## EXCERPT PROVIDED
--------------------------------
Bobby Hobgood (27:18)
Okay, well, you’ve had the opportunity now, folks, to hear from both Linda and Anne, and we’ve started to get some questions here in the room, and to refresh your memory in terms of posing questions, want to bring up this slide again — if I can recall which slide it was here, yeah, there we go. Remember to select from the drop-down underneath the chat window the name "Submit Questions." And that really is another way of saying I want to send this question to Emily Jack here in Chapel Hill. So Emily’s going to be receiving those questions and she’s going to pose those to be answered by either Linda or Anne or both, and we’ve already gotten some questions in, I know a couple of questions about sheltered instruction, so I’m going to turn this over to Emily, and we’re now going to move into the Q-&-A part of our time this afternoon. Emily?
Emily Jack (28:15)
Thanks Bobby. As Bobby just said, there’ve been a number of questions about sheltered instruction. I wonder if you could explain that a little bit more.
Anne Hawkins (28:23)
Sheltered instruction is a program that utilizes the vocabulary inside of what we learn as objectives. We presented in this model that is called a four square. It is the word itself, then we use a kid-friendly term with the word, then we do a picture with the word and then we have them help us decide and design a sentence with the word. This is always presented at the beginning of any math, science, social studies lesson. Because we are a limited English proficient school, we found that what one person might think a hill is, is totally different than what someone else might think, and therefore the translation or the idea doesn’t work well at all if you’re not putting it on the same playing field so that everybody understands exactly the same thing that we’re talking about.
I’m not clear off the top of my head, I apologize, for the creator of this program, but it is easy to Google this if you have someone who is interested in working with sheltered instruction. It is often referred to as SIOP, is another way that people utilize this program, and it started as a program to work with children who do not speak English as their first language.
Bobby Hobgood (29:45)
Yeah, and I think Anne, just to extend a little bit what you’re saying there, that particular model, SIOP, you mentioned is a very specific version of sheltered instruction that’s being used widely not only in North Carolina but around the US, and as you indicated, it really highlights the fact that in our instruction we commonly use a lot of culturally-bound vocabulary, culturally-bound expressions, so to us while it might see quite normal to say "put your books up," to a speaker of another language, interpreting that direction literally, they might be lifting a stack of books over their head. So a part of that model is recognizing that we want to equalize the input so that it is comprehensible to all learners in a given setting.
Anne Hawkins (30:42)
And this is something we use as a forefront to our tiered assignments. You still have to do teaching, you can’t just come up with a set of things for children to do, hand out a set of things for them to do. There still has to be teaching and gearing your instruction so that you are meeting the needs of everybody that’s in the classroom. The main objective has to be taught, you have to be sure that that is learned, and then from that we begin to develop these other areas for mastery. One of the things we learned from Linda is you do not teach the standard course of study, and I think I heard that a thousand times from people, "Whatever you do, just teach that standard course of study." Well it’s not enough to teach it anymore, it’s enough to master so that you’re able to do the next thing that’s required of you in the hierarchy of learning.
--------------------------------
## WORK TO COMPLETE
1) In the transcript, what four parts make up the four-square model used in sheltered instruction?
2) Transcribe the part of the transcript between "Thanks Bobby. As" and "little bit more.", inclusive.
3) Pick up the transcript where it stops and continue it.
The data that comes next is unrelated to the transcript.

[Items from a dataset]
--------------------------------
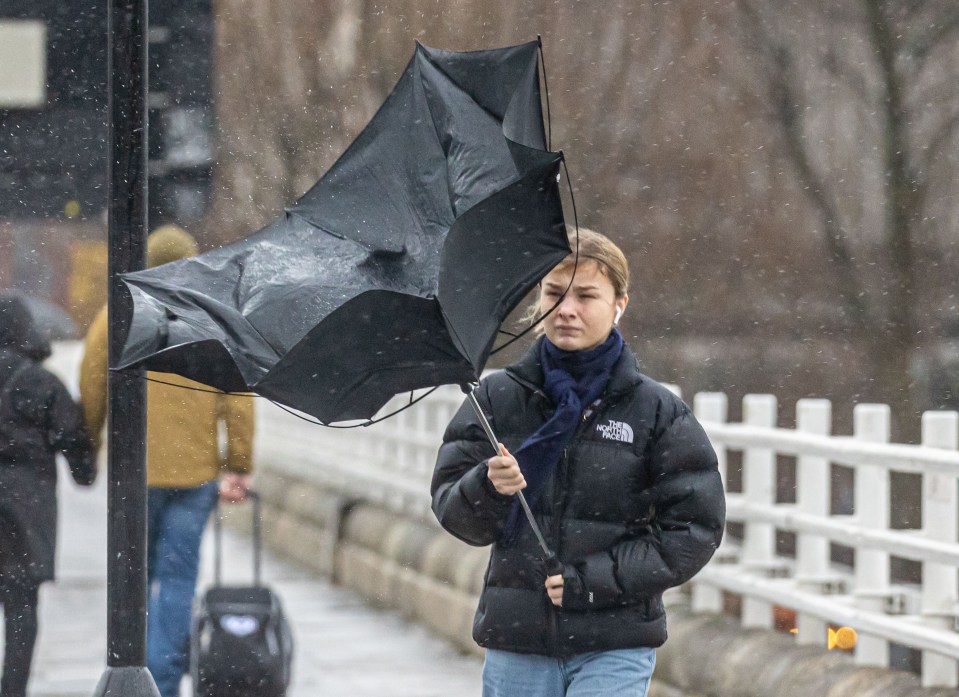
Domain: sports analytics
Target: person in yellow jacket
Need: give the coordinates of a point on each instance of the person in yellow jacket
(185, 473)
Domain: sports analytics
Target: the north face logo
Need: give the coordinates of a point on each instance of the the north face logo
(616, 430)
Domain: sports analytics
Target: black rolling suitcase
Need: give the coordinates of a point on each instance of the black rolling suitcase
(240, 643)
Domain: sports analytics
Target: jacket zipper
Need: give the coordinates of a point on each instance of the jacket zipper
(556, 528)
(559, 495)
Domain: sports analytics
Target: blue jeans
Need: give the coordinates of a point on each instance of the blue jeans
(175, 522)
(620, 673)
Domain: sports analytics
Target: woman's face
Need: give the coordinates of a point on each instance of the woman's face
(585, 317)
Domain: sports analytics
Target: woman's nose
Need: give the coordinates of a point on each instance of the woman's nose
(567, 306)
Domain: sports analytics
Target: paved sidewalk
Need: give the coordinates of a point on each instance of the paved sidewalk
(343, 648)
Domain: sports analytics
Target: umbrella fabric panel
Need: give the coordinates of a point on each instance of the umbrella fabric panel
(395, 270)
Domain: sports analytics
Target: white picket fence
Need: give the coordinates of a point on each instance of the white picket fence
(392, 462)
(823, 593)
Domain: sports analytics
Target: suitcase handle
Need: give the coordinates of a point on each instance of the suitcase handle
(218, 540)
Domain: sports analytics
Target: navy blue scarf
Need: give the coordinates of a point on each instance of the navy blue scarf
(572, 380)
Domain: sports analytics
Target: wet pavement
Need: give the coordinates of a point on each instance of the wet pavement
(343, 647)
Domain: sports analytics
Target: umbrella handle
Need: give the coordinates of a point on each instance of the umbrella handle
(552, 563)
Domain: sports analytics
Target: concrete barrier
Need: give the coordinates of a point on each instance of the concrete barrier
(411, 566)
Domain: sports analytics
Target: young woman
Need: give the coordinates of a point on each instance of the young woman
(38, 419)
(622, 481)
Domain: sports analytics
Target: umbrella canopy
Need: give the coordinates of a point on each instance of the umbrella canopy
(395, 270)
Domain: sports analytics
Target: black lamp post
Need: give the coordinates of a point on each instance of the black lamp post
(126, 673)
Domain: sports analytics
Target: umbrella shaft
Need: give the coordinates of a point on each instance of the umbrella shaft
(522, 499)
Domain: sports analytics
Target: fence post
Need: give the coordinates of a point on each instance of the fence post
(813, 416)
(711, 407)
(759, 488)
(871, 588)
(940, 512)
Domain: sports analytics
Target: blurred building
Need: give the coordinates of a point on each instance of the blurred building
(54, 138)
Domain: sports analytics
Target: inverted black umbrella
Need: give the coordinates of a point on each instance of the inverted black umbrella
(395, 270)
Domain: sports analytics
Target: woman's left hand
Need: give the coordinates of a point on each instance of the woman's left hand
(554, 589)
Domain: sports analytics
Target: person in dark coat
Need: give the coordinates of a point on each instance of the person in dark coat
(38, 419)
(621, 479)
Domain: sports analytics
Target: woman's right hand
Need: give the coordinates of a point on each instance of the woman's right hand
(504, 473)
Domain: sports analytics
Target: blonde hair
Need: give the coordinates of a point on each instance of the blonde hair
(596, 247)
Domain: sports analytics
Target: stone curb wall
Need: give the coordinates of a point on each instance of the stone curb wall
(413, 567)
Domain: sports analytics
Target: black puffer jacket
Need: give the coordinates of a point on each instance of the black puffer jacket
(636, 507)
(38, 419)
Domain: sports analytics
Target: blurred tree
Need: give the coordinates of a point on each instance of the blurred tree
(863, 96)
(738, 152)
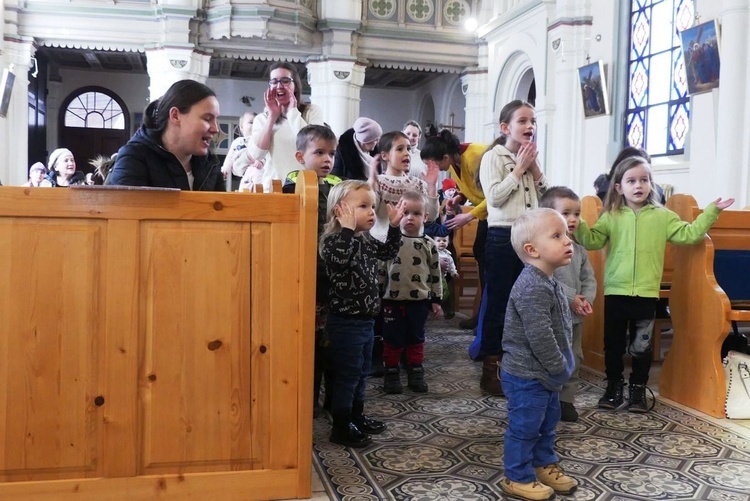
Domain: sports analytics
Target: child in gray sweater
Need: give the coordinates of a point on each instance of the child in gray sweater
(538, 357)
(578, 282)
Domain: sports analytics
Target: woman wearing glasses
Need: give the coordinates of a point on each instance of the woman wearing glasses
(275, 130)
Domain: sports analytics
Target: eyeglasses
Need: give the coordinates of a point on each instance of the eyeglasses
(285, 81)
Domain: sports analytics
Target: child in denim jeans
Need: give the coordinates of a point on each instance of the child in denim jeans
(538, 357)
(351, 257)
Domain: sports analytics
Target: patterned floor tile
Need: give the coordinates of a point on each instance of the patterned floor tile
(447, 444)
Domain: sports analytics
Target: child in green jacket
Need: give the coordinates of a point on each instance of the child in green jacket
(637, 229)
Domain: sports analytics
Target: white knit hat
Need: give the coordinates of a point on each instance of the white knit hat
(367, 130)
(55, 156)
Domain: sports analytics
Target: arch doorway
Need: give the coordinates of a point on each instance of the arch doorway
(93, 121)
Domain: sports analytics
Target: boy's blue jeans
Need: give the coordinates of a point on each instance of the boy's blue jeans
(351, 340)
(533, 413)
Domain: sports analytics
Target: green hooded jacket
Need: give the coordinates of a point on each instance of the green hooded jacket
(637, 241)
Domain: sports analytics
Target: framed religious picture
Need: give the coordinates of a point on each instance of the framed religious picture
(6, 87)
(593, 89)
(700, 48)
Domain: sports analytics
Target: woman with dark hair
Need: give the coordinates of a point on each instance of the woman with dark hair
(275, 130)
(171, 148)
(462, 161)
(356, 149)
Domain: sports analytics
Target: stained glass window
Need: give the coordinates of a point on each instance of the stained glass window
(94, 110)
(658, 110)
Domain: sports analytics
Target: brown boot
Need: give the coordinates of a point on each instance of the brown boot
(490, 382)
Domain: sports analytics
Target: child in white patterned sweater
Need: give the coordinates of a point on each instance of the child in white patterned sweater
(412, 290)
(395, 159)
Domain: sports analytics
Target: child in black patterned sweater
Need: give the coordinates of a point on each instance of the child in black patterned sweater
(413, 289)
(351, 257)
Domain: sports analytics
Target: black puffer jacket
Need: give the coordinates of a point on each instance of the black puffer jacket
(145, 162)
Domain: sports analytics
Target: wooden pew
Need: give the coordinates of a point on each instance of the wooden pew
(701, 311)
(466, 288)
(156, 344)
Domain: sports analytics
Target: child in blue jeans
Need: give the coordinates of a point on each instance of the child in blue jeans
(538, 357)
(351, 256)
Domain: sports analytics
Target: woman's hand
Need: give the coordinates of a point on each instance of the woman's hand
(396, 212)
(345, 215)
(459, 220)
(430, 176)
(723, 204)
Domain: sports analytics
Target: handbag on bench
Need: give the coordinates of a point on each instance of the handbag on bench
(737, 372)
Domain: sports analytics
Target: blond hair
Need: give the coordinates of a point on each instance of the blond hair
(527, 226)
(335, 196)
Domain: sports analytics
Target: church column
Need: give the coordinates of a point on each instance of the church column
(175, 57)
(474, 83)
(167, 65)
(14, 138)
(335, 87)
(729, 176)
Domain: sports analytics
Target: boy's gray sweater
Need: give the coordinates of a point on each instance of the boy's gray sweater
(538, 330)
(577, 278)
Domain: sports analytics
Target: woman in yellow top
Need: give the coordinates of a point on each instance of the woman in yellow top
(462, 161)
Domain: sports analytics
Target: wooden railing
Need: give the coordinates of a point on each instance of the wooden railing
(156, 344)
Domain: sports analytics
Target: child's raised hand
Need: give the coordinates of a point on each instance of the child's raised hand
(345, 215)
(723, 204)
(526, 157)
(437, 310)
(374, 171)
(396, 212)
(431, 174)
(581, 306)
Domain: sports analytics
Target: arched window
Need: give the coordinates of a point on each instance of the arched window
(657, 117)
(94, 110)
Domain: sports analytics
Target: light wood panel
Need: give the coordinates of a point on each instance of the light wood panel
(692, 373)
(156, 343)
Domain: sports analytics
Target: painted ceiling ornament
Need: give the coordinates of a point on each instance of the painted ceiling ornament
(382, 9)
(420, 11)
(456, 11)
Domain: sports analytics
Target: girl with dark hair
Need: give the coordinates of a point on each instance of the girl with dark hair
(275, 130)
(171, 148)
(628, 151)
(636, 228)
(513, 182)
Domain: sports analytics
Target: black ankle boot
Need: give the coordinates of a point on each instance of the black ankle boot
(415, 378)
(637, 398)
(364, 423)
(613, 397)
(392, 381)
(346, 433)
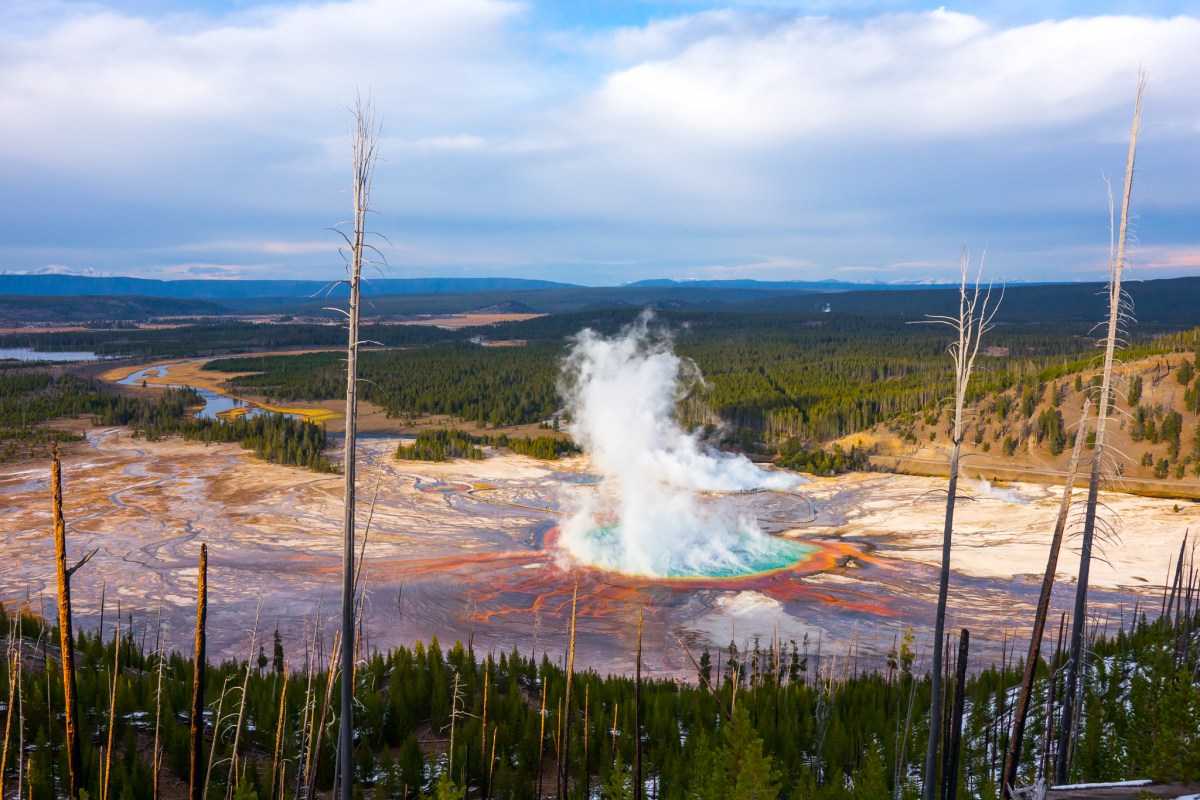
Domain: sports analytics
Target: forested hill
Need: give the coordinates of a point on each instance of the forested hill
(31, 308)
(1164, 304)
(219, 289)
--------------------------------
## ANSWERS FOR THE EXERCISE
1) The word itself, a kid-friendly term for the word, a picture of the word, and a sentence with the word that students help decide and design.

2)
Thanks Bobby. As Bobby just said, there’ve been a number of questions about sheltered instruction. I wonder if you could explain that a little bit more.

3)
Emily Jack (31:38)
Thank you. The next question, there was a program that you mentioned around the time you were talking about sheltered instruction, do you remember what that was? There was some, it was sheltered instruction, okay. The next question is a lot of students, and also some parents feel that their level is higher than what it actually is. So how do you offer tiering activities in a classroom without leaving some students feeling wronged about your assessment of their level?
Linda Robinson (32:11)
The most important thing, I’m getting ready to hand off to you, but the most important thing you just said is the assessment of their level. The wonderful thing about what Anne’s saying of how they have structured their ongoing formative assessment is it demonstrates what the student knows. Show me what you know, and then you will buy time out to do something else. Or show me what you don’t know, and I’ll guarantee you that you’ll master that. So it keeps an honesty about what the student does. There’s some times that high-level students will think that they know something because they know that they’ve learned it before, but they’ve never mastered it in a way that they’ve ingested it and the formative assessments show that, so they allow the student to show exactly what they’ve mastered and then leave room to be able to get mastery of what they haven’t.
Anne Hawkins (33:02)
One of the things that we do is we offer — most of the time what we do what is a pre-assessment of the unit, and we look at that piece of data and we look at how it would impact someone according to where they go, on the tiered assignment chart. And often we’ve had to, you know, of course we’ve had parents who are like, "Do you realize my child is gifted," and we’re like, "Of course we realize your child is gifted, but they still don’t know what they need to know in this particular realm and that’s a danger zone."
So what we have to do is we have to build a relationship and trust within the community that we are providing and doing what is best for their child. It is, there is one, I believe that it’s in the article that is a great way to demonstrate to parents what children truly know where, in the middle tier of this structure, you put things that are appropriate for the grade level itself. And if the child does that, then they have the opportunity to go to the right, if they think they can demonstrate more of what is just ready, and then they have the opportunity to go to the left to demonstrate that maybe I need to go down one little bit so that I’m not clear on what I’m supposed to be doing at this particular time, but I do know how to do this component.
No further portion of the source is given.